Records »

----

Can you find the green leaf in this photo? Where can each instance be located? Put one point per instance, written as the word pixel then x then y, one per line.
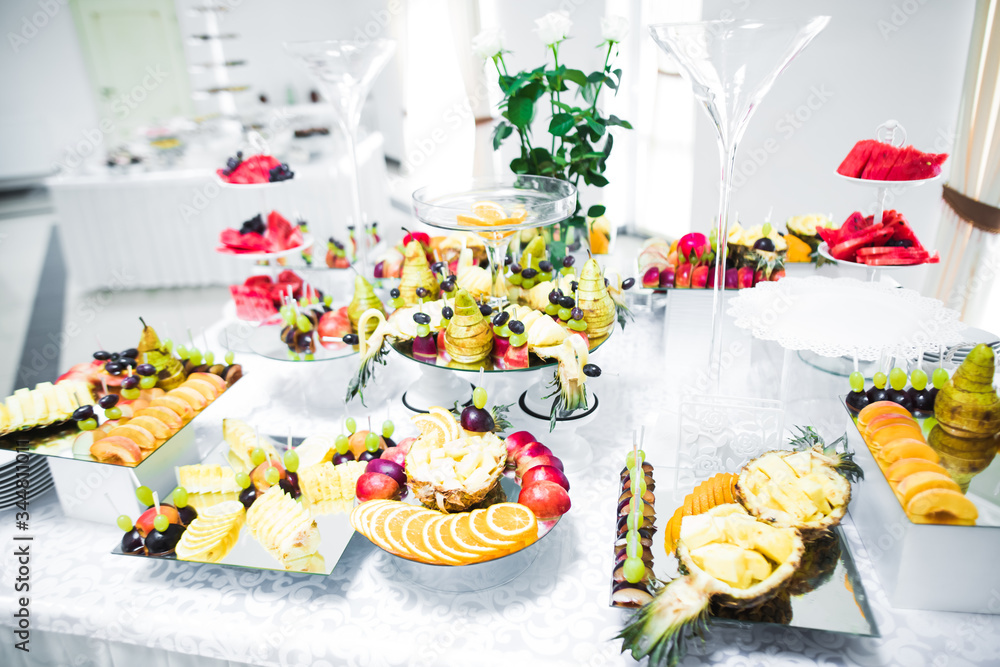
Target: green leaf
pixel 576 76
pixel 521 111
pixel 501 132
pixel 560 124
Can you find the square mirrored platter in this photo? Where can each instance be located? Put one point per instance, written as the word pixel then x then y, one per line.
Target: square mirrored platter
pixel 829 597
pixel 334 529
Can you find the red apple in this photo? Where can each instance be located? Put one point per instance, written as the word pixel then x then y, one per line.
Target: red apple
pixel 515 441
pixel 376 486
pixel 545 474
pixel 145 521
pixel 547 500
pixel 531 450
pixel 526 463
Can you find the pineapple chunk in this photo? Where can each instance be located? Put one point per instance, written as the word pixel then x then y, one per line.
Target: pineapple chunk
pixel 698 530
pixel 725 562
pixel 774 543
pixel 800 462
pixel 756 564
pixel 775 468
pixel 812 486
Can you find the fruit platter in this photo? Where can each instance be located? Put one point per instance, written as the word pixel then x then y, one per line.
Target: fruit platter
pixel 439 318
pixel 120 408
pixel 762 545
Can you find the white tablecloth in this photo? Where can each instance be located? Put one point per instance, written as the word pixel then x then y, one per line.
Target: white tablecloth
pixel 176 217
pixel 92 608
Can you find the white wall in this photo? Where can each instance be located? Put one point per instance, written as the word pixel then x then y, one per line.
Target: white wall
pixel 873 62
pixel 48 102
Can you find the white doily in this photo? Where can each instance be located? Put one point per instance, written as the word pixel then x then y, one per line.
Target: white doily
pixel 837 317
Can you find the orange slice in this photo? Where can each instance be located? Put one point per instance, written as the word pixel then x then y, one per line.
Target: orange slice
pixel 413 535
pixel 434 545
pixel 451 546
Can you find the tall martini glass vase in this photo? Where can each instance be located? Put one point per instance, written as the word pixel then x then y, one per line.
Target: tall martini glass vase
pixel 731 65
pixel 345 71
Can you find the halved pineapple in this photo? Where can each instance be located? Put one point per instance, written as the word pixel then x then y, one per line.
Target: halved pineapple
pixel 801 489
pixel 739 562
pixel 458 474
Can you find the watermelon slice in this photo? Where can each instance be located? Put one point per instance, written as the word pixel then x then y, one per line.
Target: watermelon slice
pixel 856 160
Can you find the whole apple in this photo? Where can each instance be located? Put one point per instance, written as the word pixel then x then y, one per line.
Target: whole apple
pixel 545 474
pixel 547 500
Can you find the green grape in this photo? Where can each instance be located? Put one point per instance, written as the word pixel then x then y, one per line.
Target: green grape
pixel 479 397
pixel 291 460
pixel 634 570
pixel 145 495
pixel 257 456
pixel 857 381
pixel 897 378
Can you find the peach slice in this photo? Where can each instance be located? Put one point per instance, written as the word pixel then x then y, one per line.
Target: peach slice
pixel 136 434
pixel 213 379
pixel 165 415
pixel 191 396
pixel 906 467
pixel 116 449
pixel 175 404
pixel 908 448
pixel 922 481
pixel 946 501
pixel 159 430
pixel 872 410
pixel 887 434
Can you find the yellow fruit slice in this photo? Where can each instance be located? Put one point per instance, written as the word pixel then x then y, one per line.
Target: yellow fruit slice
pixel 433 544
pixel 513 520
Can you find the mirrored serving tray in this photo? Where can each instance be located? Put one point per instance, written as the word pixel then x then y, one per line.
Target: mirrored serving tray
pixel 334 529
pixel 833 600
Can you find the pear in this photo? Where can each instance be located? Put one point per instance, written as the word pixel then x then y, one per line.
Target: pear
pixel 364 299
pixel 416 273
pixel 593 299
pixel 469 337
pixel 968 406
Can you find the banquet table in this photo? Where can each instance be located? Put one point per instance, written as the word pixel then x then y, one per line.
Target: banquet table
pixel 89 607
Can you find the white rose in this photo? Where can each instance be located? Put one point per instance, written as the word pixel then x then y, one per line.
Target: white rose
pixel 553 27
pixel 614 28
pixel 488 43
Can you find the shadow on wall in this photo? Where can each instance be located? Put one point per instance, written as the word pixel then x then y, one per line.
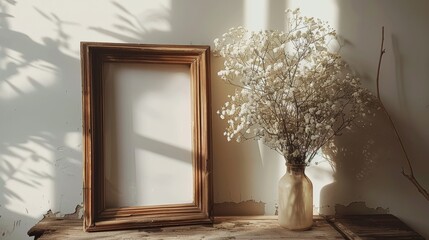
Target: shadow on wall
pixel 360 163
pixel 404 87
pixel 35 127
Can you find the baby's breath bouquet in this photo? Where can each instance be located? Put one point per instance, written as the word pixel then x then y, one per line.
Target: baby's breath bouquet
pixel 293 91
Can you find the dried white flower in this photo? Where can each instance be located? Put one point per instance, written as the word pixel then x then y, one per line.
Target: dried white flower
pixel 293 93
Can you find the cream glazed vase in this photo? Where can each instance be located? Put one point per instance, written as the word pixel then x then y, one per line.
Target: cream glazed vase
pixel 295 199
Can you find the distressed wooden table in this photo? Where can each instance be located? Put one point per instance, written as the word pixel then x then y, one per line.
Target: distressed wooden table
pixel 264 227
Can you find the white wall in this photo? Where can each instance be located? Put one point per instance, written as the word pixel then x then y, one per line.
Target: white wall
pixel 40 100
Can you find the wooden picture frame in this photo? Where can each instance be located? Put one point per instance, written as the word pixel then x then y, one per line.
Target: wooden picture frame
pixel 98 216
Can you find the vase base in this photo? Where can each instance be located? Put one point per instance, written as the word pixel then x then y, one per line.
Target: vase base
pixel 298 229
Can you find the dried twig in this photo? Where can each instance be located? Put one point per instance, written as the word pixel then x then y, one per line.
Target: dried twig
pixel 409 176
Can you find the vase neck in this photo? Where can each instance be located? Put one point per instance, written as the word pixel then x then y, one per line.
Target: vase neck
pixel 295 168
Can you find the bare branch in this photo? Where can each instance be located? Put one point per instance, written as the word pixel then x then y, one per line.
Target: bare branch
pixel 410 176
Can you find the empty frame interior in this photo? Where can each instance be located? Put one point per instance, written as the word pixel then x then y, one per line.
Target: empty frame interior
pixel 146 135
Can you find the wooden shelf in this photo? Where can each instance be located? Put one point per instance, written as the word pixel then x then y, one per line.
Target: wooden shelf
pixel 246 227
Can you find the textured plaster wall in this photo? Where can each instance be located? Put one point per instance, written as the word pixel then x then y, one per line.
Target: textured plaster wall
pixel 40 101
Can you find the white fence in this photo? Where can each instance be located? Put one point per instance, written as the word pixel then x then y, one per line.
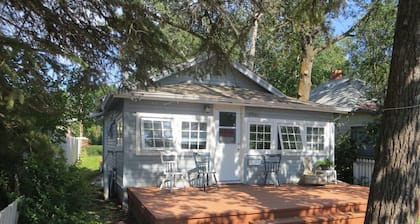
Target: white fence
pixel 362 171
pixel 72 148
pixel 10 215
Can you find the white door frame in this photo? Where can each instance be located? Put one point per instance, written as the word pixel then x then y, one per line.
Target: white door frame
pixel 221 161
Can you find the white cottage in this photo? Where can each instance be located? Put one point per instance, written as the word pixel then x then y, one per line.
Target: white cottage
pixel 354 97
pixel 234 114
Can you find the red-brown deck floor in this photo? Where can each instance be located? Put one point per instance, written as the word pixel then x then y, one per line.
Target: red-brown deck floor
pixel 246 203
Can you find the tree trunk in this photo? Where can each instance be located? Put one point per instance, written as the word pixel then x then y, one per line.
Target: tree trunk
pixel 305 83
pixel 253 42
pixel 394 191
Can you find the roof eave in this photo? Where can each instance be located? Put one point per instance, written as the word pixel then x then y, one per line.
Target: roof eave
pixel 138 96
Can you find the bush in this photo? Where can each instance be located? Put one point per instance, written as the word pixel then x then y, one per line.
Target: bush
pixel 54 193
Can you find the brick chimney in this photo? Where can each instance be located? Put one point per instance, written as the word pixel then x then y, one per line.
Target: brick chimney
pixel 336 74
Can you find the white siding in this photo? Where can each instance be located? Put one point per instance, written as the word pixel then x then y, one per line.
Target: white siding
pixel 143 168
pixel 292 163
pixel 10 214
pixel 228 77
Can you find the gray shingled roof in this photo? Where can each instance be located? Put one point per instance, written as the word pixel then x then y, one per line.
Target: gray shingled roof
pixel 199 93
pixel 347 94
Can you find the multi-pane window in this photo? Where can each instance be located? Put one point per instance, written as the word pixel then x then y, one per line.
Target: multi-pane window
pixel 259 136
pixel 157 134
pixel 291 138
pixel 314 138
pixel 194 135
pixel 119 131
pixel 227 127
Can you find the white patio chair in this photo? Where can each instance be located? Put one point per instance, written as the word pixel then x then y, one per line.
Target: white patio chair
pixel 170 171
pixel 204 169
pixel 272 165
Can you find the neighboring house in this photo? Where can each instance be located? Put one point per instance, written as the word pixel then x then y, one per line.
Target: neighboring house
pixel 232 113
pixel 354 97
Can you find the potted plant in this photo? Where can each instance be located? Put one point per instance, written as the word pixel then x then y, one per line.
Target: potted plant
pixel 324 164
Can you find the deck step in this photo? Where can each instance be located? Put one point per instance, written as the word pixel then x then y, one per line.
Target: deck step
pixel 336 218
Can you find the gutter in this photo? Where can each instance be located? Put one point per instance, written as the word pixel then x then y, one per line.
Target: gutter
pixel 196 99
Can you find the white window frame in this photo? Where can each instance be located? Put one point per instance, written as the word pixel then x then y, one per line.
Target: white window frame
pixel 312 143
pixel 249 136
pixel 176 123
pixel 276 136
pixel 289 142
pixel 143 143
pixel 198 138
pixel 119 131
pixel 303 125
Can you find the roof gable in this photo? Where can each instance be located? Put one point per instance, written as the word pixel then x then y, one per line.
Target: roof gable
pixel 196 71
pixel 347 94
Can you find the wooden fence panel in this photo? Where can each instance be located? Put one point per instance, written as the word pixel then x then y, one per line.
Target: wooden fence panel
pixel 362 171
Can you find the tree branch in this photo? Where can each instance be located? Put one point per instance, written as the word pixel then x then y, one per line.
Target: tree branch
pixel 348 33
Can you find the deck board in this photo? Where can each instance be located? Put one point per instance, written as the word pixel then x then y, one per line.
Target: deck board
pixel 244 203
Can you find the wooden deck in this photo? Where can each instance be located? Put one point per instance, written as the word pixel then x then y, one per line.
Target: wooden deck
pixel 341 203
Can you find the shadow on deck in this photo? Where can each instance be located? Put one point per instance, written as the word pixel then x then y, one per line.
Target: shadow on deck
pixel 341 203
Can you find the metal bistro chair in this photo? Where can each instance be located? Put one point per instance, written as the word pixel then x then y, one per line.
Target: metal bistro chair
pixel 203 167
pixel 171 171
pixel 272 165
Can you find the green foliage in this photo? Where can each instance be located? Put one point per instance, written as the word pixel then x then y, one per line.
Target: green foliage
pixel 94 134
pixel 91 157
pixel 370 50
pixel 53 193
pixel 346 153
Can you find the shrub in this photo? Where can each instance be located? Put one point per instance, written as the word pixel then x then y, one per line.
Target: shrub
pixel 53 193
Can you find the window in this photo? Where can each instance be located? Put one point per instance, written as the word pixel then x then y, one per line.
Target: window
pixel 290 137
pixel 227 127
pixel 315 138
pixel 119 131
pixel 259 137
pixel 194 135
pixel 157 134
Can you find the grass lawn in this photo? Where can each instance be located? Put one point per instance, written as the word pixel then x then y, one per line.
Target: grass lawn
pixel 104 211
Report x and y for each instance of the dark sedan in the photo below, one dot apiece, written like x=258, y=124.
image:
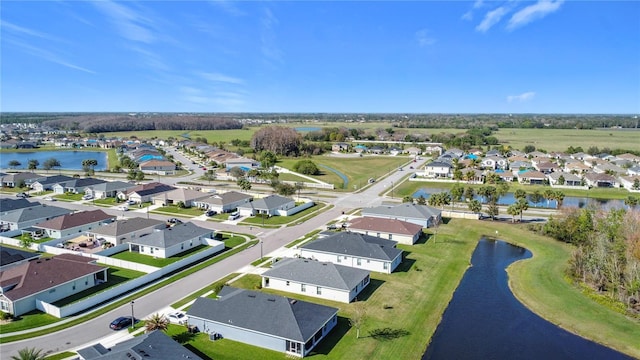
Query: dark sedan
x=120, y=323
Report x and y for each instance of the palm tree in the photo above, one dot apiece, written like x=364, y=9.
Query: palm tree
x=156, y=322
x=29, y=354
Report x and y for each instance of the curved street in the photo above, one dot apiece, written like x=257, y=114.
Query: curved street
x=96, y=328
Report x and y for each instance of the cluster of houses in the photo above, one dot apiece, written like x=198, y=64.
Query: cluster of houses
x=577, y=170
x=335, y=267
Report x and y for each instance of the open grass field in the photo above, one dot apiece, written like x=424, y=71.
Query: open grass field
x=561, y=139
x=408, y=188
x=412, y=300
x=357, y=170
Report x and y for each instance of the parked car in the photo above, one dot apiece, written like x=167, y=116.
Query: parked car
x=120, y=323
x=177, y=317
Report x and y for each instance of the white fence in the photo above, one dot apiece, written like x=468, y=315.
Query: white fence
x=74, y=308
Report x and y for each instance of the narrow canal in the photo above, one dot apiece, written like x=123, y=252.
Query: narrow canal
x=485, y=321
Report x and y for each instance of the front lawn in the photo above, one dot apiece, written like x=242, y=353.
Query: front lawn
x=115, y=276
x=157, y=262
x=279, y=220
x=174, y=210
x=69, y=197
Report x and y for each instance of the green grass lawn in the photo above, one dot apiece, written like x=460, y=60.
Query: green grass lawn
x=408, y=188
x=157, y=262
x=107, y=202
x=561, y=139
x=115, y=276
x=69, y=197
x=357, y=169
x=280, y=220
x=192, y=211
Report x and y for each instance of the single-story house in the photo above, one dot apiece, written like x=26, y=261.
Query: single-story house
x=30, y=216
x=438, y=169
x=48, y=182
x=423, y=215
x=271, y=205
x=76, y=186
x=564, y=178
x=274, y=322
x=10, y=257
x=14, y=179
x=224, y=202
x=144, y=193
x=631, y=183
x=164, y=243
x=600, y=180
x=340, y=147
x=151, y=345
x=162, y=167
x=355, y=250
x=48, y=279
x=8, y=205
x=243, y=163
x=323, y=280
x=76, y=223
x=403, y=232
x=531, y=177
x=109, y=189
x=187, y=196
x=123, y=231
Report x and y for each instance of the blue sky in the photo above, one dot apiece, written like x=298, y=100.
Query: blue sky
x=328, y=56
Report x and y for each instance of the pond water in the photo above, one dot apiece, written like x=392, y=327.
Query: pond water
x=509, y=199
x=485, y=321
x=69, y=159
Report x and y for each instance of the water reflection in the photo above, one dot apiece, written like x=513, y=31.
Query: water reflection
x=485, y=321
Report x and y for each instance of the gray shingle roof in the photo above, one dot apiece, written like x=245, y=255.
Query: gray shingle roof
x=35, y=213
x=165, y=238
x=312, y=272
x=153, y=345
x=355, y=244
x=121, y=227
x=269, y=202
x=8, y=204
x=403, y=210
x=266, y=313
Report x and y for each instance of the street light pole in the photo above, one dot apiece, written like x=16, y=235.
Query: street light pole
x=133, y=319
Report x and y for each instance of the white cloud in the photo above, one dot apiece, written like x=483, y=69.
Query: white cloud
x=129, y=23
x=217, y=77
x=522, y=97
x=491, y=18
x=424, y=37
x=48, y=56
x=533, y=12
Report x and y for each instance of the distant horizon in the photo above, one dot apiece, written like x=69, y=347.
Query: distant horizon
x=333, y=57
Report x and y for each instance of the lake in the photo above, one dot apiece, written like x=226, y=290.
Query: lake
x=485, y=321
x=509, y=198
x=69, y=159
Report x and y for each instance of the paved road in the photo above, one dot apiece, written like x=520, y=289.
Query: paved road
x=96, y=328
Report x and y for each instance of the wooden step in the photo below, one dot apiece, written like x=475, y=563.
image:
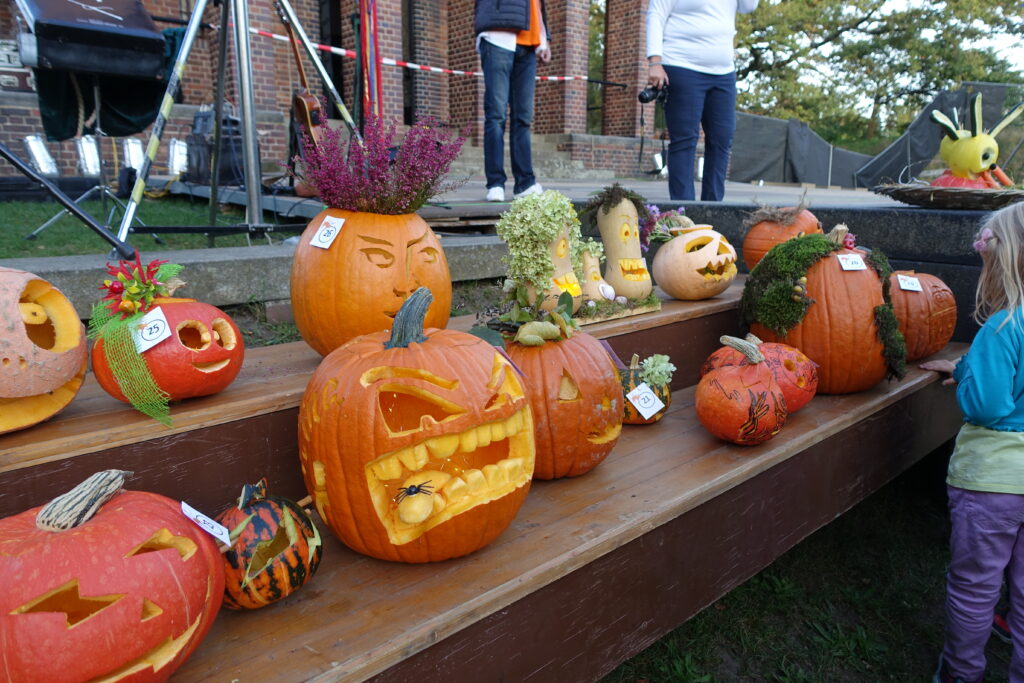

----

What is required » What is needed is every line of the records above that contains the word "below".

Task answer »
Report x and y for each instance of the dark sedan in the photo below, one dot apiece, written like x=258, y=124.
Report x and y for each instance of the wooden step in the photo below, one dot apiece, written like x=475, y=563.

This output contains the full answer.